### Exercise objective
Render every line of the material below as a JSON array of strings, one string per line, omitting any blank lines.

=-=-=

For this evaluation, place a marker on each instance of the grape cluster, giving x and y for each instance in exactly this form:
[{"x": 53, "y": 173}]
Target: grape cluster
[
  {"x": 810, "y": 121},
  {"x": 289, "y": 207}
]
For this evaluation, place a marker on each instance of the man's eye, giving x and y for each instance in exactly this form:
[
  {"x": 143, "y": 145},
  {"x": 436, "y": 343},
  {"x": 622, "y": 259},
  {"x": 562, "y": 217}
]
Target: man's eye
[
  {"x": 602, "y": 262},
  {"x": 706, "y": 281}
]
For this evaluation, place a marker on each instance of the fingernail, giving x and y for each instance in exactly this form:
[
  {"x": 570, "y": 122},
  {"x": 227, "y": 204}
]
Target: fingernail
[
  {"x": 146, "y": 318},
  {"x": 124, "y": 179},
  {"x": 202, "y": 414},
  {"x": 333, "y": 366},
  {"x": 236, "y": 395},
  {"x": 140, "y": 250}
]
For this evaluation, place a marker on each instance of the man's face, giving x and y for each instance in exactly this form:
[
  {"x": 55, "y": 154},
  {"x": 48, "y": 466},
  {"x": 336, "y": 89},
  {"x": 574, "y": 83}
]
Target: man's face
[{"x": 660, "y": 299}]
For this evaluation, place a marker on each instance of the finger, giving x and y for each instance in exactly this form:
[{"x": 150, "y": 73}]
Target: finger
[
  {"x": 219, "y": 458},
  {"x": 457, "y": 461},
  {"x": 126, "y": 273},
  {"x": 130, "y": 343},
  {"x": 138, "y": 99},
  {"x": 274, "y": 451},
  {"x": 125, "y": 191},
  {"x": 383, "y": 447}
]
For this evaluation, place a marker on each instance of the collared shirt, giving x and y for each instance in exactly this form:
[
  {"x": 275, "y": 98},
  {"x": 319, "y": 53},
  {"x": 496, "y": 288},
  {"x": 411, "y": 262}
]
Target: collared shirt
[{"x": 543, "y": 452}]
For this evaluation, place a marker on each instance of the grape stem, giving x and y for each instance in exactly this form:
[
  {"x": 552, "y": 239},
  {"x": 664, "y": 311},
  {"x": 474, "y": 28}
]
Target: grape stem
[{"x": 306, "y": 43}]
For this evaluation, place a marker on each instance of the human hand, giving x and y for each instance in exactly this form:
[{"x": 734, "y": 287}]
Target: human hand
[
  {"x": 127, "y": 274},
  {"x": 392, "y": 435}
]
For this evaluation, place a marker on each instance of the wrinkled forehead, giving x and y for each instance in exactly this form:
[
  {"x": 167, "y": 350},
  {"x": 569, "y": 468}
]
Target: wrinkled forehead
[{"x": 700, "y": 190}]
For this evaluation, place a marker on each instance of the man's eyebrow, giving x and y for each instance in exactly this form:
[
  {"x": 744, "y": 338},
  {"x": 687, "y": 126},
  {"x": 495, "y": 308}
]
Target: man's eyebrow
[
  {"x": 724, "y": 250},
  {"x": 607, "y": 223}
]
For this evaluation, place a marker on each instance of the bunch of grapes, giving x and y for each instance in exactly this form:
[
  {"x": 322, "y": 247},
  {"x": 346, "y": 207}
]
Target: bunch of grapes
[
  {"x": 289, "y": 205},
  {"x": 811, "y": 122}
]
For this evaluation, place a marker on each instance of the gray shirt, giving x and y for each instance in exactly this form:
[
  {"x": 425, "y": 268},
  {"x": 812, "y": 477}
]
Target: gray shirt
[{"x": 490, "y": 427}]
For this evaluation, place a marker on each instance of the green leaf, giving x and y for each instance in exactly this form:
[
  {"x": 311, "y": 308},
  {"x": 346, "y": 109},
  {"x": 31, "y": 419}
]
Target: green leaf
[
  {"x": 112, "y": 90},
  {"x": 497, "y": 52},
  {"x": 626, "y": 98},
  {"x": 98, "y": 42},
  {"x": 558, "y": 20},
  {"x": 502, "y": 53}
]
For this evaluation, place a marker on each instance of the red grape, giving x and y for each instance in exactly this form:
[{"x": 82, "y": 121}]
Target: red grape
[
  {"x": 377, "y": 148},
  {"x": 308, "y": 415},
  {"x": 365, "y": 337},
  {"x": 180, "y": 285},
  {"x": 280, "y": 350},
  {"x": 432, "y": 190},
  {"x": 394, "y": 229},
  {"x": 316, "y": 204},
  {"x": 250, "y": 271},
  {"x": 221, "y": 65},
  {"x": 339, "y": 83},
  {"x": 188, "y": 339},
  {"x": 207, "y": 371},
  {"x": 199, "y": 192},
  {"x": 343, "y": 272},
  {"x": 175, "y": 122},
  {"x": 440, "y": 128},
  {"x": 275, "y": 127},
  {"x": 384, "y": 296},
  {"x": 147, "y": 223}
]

=-=-=

### Solution below
[
  "For this evaluation, place a marker on each instance of the grape cluster, giving x and y for each instance in exactly this form:",
  "[{\"x\": 53, \"y\": 173}]",
  "Target: grape cluster",
  "[",
  "  {\"x\": 810, \"y\": 121},",
  "  {\"x\": 289, \"y\": 207}",
  "]",
  "For this evaluation, place a marker on each instance of the man's eye, giving x and y for each instance in exactly this form:",
  "[",
  "  {\"x\": 143, \"y\": 145},",
  "  {\"x\": 436, \"y\": 343},",
  "  {\"x\": 622, \"y\": 259},",
  "  {\"x\": 562, \"y\": 217}",
  "]",
  "Target: man's eye",
  "[",
  "  {\"x\": 602, \"y\": 262},",
  "  {\"x\": 706, \"y\": 281}",
  "]",
  "For this evaluation, place a marker on each instance of the fingernail, giving x and y for each instance in exactly this form:",
  "[",
  "  {\"x\": 570, \"y\": 122},",
  "  {\"x\": 227, \"y\": 204}",
  "]",
  "Target: fingernail",
  "[",
  "  {\"x\": 146, \"y\": 318},",
  "  {\"x\": 124, \"y\": 179},",
  "  {\"x\": 202, \"y\": 414},",
  "  {\"x\": 333, \"y\": 366},",
  "  {\"x\": 236, \"y\": 395},",
  "  {\"x\": 140, \"y\": 250}",
  "]",
  "For this evaluation, place a marker on each instance of the man's face, giving x and y for each instance in exactly this form:",
  "[",
  "  {\"x\": 55, \"y\": 154},",
  "  {\"x\": 48, \"y\": 466},",
  "  {\"x\": 336, \"y\": 89},",
  "  {\"x\": 574, \"y\": 83}",
  "]",
  "Target: man's face",
  "[{\"x\": 660, \"y\": 299}]",
  "For this evaluation, place a marker on each instance of the finger, giving x and y for each instance in exactly this form:",
  "[{\"x\": 150, \"y\": 73}]",
  "Target: finger",
  "[",
  "  {\"x\": 219, \"y\": 458},",
  "  {\"x\": 457, \"y\": 461},",
  "  {\"x\": 126, \"y\": 273},",
  "  {\"x\": 130, \"y\": 343},",
  "  {\"x\": 138, \"y\": 99},",
  "  {\"x\": 274, \"y\": 451},",
  "  {\"x\": 125, \"y\": 191},",
  "  {\"x\": 383, \"y\": 447}",
  "]",
  "For this evaluation, place a marker on each instance of the collared shirt, giving x and y for each instance in exactly this form:",
  "[",
  "  {\"x\": 275, \"y\": 98},",
  "  {\"x\": 319, \"y\": 53},",
  "  {\"x\": 496, \"y\": 288},",
  "  {\"x\": 411, \"y\": 262}",
  "]",
  "Target: collared shirt",
  "[{\"x\": 543, \"y\": 452}]",
  "For this evaluation, place a marker on each instance of the grape stem, giving x and y for each instance in exactly this form:",
  "[",
  "  {\"x\": 552, \"y\": 239},",
  "  {\"x\": 664, \"y\": 311},",
  "  {\"x\": 474, \"y\": 28}",
  "]",
  "Target: grape stem",
  "[{\"x\": 306, \"y\": 43}]",
  "For this evaluation, place a marker on each instance of the human hand, giving x and y for each instance in exactly this form:",
  "[{\"x\": 734, \"y\": 287}]",
  "Target: human hand",
  "[",
  "  {\"x\": 127, \"y\": 274},",
  "  {\"x\": 392, \"y\": 435}",
  "]",
  "For this evaluation, place a marker on each instance of the wrinkled forehead, giving x and y for each instance in exactly this form:",
  "[",
  "  {\"x\": 167, \"y\": 350},",
  "  {\"x\": 569, \"y\": 468}",
  "]",
  "Target: wrinkled forehead",
  "[{\"x\": 700, \"y\": 190}]",
  "For this evaluation, place a marker on each instance of the man's eyebrow, giving x and y for each instance in exactly this form:",
  "[",
  "  {\"x\": 744, \"y\": 338},",
  "  {\"x\": 687, \"y\": 126},",
  "  {\"x\": 495, \"y\": 308}",
  "]",
  "Target: man's eyebrow",
  "[",
  "  {\"x\": 724, \"y\": 250},",
  "  {\"x\": 607, \"y\": 223}",
  "]",
  "For this evaluation, place a marker on each instance of the bunch of grapes, giving x and y for each instance in exactly this form:",
  "[",
  "  {\"x\": 322, \"y\": 247},",
  "  {\"x\": 346, \"y\": 207}",
  "]",
  "Target: bunch of grapes",
  "[",
  "  {\"x\": 289, \"y\": 205},",
  "  {\"x\": 811, \"y\": 122}",
  "]",
  "For this evaluation, place a marker on each instance of the gray shirt, giving x and y for each instance in exactly this form:",
  "[",
  "  {\"x\": 425, \"y\": 268},",
  "  {\"x\": 812, \"y\": 477}",
  "]",
  "Target: gray shirt",
  "[{\"x\": 490, \"y\": 427}]",
  "For this evaluation, place a marker on each instance of the green leaf, giving x and y for each instance in exactly this form:",
  "[",
  "  {\"x\": 311, \"y\": 308},",
  "  {\"x\": 346, \"y\": 109},",
  "  {\"x\": 31, \"y\": 419}",
  "]",
  "Target: green leaf",
  "[",
  "  {\"x\": 112, \"y\": 90},",
  "  {\"x\": 497, \"y\": 52},",
  "  {\"x\": 626, \"y\": 98},",
  "  {\"x\": 98, \"y\": 42},",
  "  {\"x\": 558, \"y\": 20},",
  "  {\"x\": 502, \"y\": 53}",
  "]",
  "For this evaluation, place a marker on each instance of the red grape, giving x and y for each instance in exactly this form:",
  "[{\"x\": 82, \"y\": 121}]",
  "Target: red grape",
  "[",
  "  {\"x\": 377, \"y\": 148},",
  "  {\"x\": 308, \"y\": 415},",
  "  {\"x\": 365, \"y\": 337},",
  "  {\"x\": 180, \"y\": 285},",
  "  {\"x\": 280, \"y\": 350},",
  "  {\"x\": 432, \"y\": 190},",
  "  {\"x\": 394, \"y\": 229},",
  "  {\"x\": 316, \"y\": 204},",
  "  {\"x\": 250, \"y\": 271},",
  "  {\"x\": 221, \"y\": 65},",
  "  {\"x\": 339, \"y\": 83},",
  "  {\"x\": 188, \"y\": 339},",
  "  {\"x\": 207, \"y\": 371},",
  "  {\"x\": 199, \"y\": 192},",
  "  {\"x\": 343, \"y\": 272},",
  "  {\"x\": 175, \"y\": 122},",
  "  {\"x\": 440, \"y\": 128},",
  "  {\"x\": 275, \"y\": 127},",
  "  {\"x\": 384, \"y\": 296},",
  "  {\"x\": 147, \"y\": 223}",
  "]"
]